## Given records
════════════════════

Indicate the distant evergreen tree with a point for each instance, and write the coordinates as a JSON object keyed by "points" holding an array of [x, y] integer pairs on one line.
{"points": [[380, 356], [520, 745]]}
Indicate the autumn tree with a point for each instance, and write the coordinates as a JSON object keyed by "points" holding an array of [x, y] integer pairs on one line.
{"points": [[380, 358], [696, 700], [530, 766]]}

════════════════════

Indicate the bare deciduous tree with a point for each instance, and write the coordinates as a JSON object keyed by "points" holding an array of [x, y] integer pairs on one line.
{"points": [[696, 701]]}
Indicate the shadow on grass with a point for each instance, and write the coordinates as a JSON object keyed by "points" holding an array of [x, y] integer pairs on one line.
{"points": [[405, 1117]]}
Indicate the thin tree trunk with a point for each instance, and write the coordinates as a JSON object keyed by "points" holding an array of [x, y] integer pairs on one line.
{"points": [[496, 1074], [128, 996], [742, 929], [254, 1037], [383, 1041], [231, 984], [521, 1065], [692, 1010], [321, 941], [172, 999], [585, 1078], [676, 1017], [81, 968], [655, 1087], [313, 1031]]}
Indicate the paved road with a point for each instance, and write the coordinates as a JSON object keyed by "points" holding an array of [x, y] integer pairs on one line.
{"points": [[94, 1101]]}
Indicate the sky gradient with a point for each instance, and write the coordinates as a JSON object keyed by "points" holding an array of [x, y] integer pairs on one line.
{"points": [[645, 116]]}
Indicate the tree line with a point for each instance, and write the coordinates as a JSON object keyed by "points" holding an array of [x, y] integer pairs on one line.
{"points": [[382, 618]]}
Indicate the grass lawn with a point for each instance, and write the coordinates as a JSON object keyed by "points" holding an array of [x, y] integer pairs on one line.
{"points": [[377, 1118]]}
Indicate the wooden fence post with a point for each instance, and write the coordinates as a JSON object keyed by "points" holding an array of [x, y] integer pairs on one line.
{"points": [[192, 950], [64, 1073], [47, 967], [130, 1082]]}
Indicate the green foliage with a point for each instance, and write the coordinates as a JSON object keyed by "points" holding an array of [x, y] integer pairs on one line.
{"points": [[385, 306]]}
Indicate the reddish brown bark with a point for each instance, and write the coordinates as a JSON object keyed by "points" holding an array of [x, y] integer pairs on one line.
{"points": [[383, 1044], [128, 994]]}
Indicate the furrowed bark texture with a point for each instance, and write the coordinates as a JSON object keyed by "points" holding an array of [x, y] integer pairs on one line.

════════════════════

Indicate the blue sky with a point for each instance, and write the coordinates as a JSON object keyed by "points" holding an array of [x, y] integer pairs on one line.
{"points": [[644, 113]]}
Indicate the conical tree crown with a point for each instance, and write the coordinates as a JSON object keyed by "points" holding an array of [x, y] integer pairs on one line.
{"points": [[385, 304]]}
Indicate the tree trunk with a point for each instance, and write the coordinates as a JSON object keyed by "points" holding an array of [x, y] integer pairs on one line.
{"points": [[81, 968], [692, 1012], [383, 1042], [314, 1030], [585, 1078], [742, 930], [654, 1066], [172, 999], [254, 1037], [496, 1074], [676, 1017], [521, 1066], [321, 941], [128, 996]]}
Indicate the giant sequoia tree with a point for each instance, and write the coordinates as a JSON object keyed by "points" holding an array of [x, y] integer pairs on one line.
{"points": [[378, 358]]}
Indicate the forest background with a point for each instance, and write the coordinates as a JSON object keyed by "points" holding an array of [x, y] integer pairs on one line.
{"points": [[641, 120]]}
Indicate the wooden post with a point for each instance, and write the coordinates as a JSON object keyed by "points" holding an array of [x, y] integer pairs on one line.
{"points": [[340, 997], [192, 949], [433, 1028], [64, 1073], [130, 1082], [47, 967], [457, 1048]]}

════════════════════

## Prompt
Among the entries above, find the line with "Indicate the sky" and the line with "Indicate the furrowed"; give again exactly these two lines and all lines between them.

## Response to the exercise
Indicate the sky gradient with a point for each instance, and write the coordinates as a JSON object keyed by "points" holding an array of [x, y] integer pairs on one line.
{"points": [[645, 116]]}
Indicate the tree line with a point for each instance, and write the coordinates as a JSON object keyed by "points" holding an array of [x, y] integer pairs on one line.
{"points": [[382, 618]]}
Indicate the grass lawn with a point for each instance, and write the coordinates as a JSON object keyed by "points" holding an array of [x, y] integer pairs on one line.
{"points": [[377, 1118]]}
Indicate the wooden fence post with a point for each instance, and write the coordinates as a JSON object keyed by "points" holding an array of [x, y] integer pairs on one line.
{"points": [[192, 950], [64, 1073], [47, 967], [130, 1082]]}
Indicate the green foliage with a point for each instance, and write the coordinates as a JSON object keyed by "points" holding an array of [x, y] integer pairs on one line.
{"points": [[385, 306]]}
Indicate the reddish brown bark with a point for each instance, and write the coordinates as a JSON object keyed by "points" holding an array of [x, y] integer pairs on one line.
{"points": [[383, 1044], [128, 994]]}
Indicate the furrowed bark texture with a point for each instance, and write the coordinates as a JSON object keyed by "points" holding an array of [x, y] integer pairs on one line.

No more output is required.